Problem: Transcribe the listing word for word, from its opening line through the line that contains "negative clicks: (2023, 228) (2015, 161)", including both of those lines. Leave the picture out of your copy.

Record extracts:
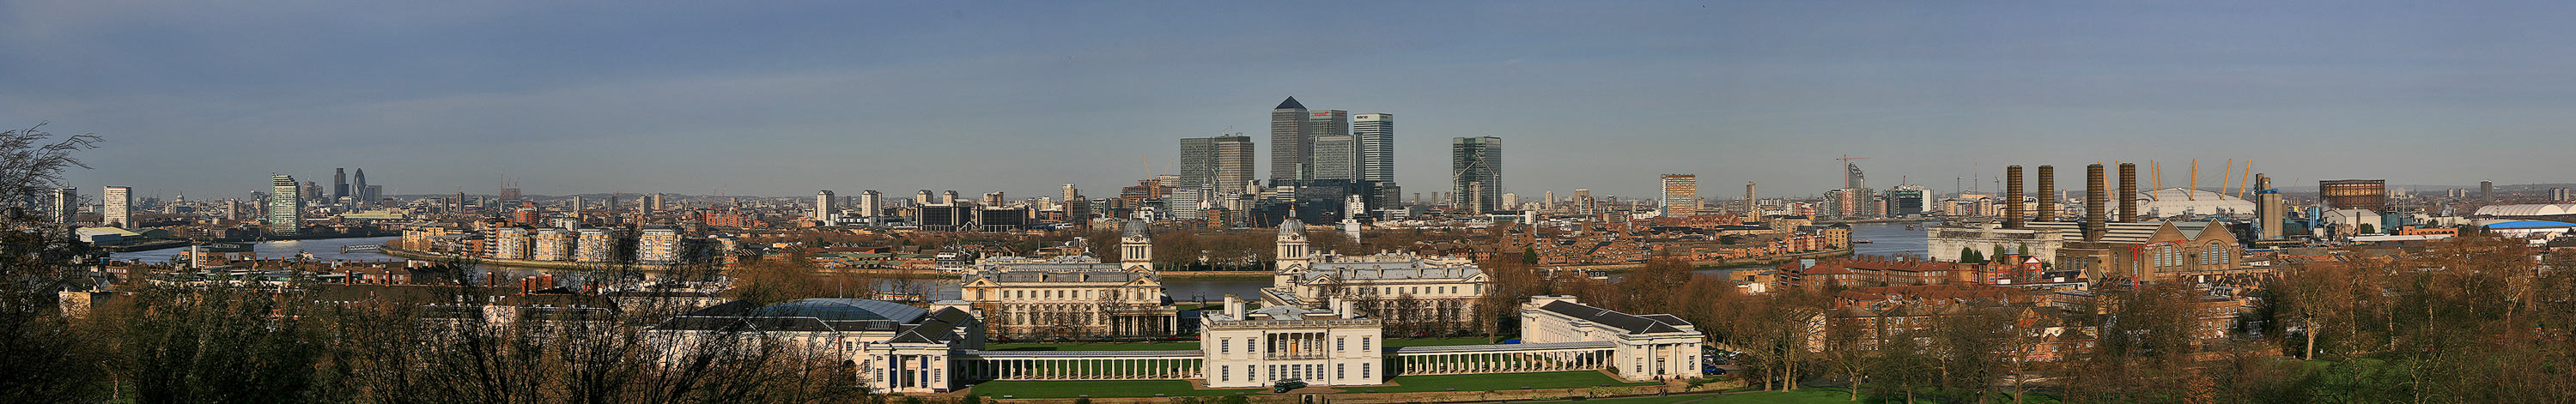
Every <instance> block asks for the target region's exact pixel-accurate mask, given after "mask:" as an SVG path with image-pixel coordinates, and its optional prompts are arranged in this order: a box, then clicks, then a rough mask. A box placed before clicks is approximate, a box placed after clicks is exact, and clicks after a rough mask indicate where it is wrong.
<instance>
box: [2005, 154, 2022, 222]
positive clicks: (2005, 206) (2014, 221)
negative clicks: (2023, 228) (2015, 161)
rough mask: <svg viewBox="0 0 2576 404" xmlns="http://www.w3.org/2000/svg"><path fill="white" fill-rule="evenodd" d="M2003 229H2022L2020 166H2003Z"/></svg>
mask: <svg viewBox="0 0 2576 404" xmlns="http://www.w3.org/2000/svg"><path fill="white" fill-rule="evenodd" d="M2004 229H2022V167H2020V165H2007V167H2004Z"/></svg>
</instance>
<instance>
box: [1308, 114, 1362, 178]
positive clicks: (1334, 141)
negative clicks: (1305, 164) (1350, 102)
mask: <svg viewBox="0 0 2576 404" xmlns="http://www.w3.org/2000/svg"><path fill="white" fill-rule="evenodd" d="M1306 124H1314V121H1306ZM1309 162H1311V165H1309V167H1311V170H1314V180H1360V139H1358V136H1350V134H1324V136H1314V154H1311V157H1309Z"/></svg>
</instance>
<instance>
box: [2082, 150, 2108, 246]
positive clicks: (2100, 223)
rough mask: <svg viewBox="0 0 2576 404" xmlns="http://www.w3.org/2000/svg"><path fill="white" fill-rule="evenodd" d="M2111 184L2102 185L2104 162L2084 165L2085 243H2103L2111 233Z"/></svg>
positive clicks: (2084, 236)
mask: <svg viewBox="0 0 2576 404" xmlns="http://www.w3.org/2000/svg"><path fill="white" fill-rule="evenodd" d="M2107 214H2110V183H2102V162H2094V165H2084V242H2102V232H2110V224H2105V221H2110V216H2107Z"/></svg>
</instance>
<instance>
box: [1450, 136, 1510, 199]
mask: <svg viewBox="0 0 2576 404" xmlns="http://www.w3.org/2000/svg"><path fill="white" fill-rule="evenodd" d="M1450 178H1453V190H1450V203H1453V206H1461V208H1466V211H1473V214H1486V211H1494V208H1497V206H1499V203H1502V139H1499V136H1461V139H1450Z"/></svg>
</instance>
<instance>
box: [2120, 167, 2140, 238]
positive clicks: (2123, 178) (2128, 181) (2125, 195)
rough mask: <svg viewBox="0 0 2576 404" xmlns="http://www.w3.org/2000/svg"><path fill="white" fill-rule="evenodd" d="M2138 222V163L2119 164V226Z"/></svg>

Task output:
Every <instance> block asks for the target region's exact pixel-accurate mask, given after "mask:" as an SVG path with image-pixel coordinates, and its optional prompts are arranged in this order: a box, then clicks, then a rough mask. A box placed before clicks is approximate, a box placed after clicks is exact, and clicks after a rough mask indicate where it is wrong.
<instance>
box: [2005, 154, 2022, 222]
positive clicks: (2005, 206) (2014, 221)
negative clicks: (2023, 228) (2015, 161)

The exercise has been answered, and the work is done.